- EXERCICE 1 -
Relevez chaque ligne des entrées qui contient la chaîne « surface » et recopiez-la.

- - - - - - -

Comédiens-chanteurs talentueux et investis
Aimer, cependant, n’a jamais suffi à faire ni une belle aventure ni un bon spectacle. Ici, c’est aussi le travail d’un groupe de comédiens-chanteurs talentueux et investis jusqu’à la racine des cheveux. Quand Philippe Gouin, au côté de Ruben assis en tailleur sur un cube, interprète le Petit Garçon de Reggiani, non seulement on est convaincu depuis longtemps que ce grand gaillard aux larges épaules est un gamin de cinq ans, mais de surcroît, les larmes ne nous restent pas sous les paupières. Et les moments bouleversants, on a tous dans nos histoires de quoi en piocher, et les chansons sont des ricochets qui font forcément mouche à un moment ou un autre.
De même, l’adolescente insupportable qui deviendra jeune femme, interprétée par Stéphanie Cavaillès (en alternance avec Camille Voitellier), fraîche et éclatante, nous offre un moment de fou rire avec le Blues de l’ado. Mais elle sait devenir plus profonde, avec sa voix de soprano bien posée, en duo avec Mariline Gourdon, dans Ma fille de Serge Reggiani. Quant à Mariline Gourdon, elle déborde d’humour et d’énergie et campe une très jolie maman des années soixante‑dix.

- - - - - - -

- EXERCICE 2 -
D'après la critique du spectacle, quelle comédienne joue en alternance avec Stéphanie Cavaillès le rôle de l'adolescente ?

- - - - - - -

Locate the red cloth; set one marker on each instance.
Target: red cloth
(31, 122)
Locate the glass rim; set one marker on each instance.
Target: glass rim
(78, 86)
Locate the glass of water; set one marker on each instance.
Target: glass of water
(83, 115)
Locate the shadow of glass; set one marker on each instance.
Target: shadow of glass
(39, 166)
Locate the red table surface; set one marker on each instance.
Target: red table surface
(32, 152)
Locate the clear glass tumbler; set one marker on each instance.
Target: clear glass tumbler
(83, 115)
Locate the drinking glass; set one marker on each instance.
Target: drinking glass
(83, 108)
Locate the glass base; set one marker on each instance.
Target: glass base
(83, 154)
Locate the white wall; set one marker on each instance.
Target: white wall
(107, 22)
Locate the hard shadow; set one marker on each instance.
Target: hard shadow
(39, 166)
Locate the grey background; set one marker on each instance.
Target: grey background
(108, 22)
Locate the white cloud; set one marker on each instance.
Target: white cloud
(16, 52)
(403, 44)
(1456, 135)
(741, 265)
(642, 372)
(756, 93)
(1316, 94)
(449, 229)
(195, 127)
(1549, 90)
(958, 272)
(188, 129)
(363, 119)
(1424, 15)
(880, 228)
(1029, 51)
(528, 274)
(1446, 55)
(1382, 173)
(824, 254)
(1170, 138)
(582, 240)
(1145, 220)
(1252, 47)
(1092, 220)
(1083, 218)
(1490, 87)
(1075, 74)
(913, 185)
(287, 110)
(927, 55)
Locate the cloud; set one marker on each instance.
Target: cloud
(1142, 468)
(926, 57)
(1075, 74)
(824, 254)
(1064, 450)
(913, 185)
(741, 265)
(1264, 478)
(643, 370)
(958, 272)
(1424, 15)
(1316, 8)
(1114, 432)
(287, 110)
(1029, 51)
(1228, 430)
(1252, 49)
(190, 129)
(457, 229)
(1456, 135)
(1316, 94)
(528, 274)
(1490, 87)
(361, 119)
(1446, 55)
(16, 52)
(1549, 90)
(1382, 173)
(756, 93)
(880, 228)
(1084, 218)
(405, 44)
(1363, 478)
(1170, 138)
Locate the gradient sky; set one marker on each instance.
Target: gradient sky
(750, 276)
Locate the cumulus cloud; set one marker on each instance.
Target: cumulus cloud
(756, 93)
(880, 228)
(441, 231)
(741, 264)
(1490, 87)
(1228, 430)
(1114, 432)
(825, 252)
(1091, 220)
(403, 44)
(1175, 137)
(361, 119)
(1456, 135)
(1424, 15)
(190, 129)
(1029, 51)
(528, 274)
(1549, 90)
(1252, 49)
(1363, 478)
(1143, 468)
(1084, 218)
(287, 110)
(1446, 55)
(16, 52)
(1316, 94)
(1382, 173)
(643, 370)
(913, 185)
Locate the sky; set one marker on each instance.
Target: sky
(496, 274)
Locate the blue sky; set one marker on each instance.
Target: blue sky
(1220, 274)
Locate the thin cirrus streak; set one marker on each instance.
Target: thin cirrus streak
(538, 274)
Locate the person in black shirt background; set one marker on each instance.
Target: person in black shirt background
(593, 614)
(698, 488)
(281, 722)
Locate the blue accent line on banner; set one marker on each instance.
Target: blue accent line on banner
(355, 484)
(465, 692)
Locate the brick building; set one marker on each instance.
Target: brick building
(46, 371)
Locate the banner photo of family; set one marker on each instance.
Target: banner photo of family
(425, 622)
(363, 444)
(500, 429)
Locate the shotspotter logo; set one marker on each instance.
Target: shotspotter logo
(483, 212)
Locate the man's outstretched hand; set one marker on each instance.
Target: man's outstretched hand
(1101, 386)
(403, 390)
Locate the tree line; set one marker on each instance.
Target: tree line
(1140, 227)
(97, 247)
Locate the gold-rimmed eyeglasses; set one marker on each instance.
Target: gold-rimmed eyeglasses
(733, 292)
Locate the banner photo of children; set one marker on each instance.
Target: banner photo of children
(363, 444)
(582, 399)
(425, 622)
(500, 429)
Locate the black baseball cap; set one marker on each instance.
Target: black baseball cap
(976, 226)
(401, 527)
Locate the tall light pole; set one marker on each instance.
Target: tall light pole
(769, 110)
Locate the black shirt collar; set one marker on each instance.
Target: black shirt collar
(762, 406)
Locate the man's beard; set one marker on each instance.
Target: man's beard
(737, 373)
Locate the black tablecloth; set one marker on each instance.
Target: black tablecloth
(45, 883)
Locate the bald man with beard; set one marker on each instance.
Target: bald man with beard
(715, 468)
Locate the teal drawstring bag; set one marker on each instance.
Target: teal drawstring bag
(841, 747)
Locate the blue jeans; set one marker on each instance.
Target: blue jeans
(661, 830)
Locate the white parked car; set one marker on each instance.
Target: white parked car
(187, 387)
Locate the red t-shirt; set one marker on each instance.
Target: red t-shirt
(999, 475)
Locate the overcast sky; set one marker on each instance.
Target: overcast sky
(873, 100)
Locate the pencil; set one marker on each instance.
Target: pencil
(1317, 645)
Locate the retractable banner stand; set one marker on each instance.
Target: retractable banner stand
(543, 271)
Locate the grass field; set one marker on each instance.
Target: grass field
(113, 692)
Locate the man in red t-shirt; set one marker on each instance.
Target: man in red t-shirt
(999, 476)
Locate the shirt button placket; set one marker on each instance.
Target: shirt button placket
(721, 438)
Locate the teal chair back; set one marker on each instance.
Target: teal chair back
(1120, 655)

- - - - - - -

- SOLUTION COMPLÈTE 1 -
Locate the red table surface; set one marker on each instance.
Target: red table surface

- SOLUTION COMPLÈTE 2 -
Camille Voitellier.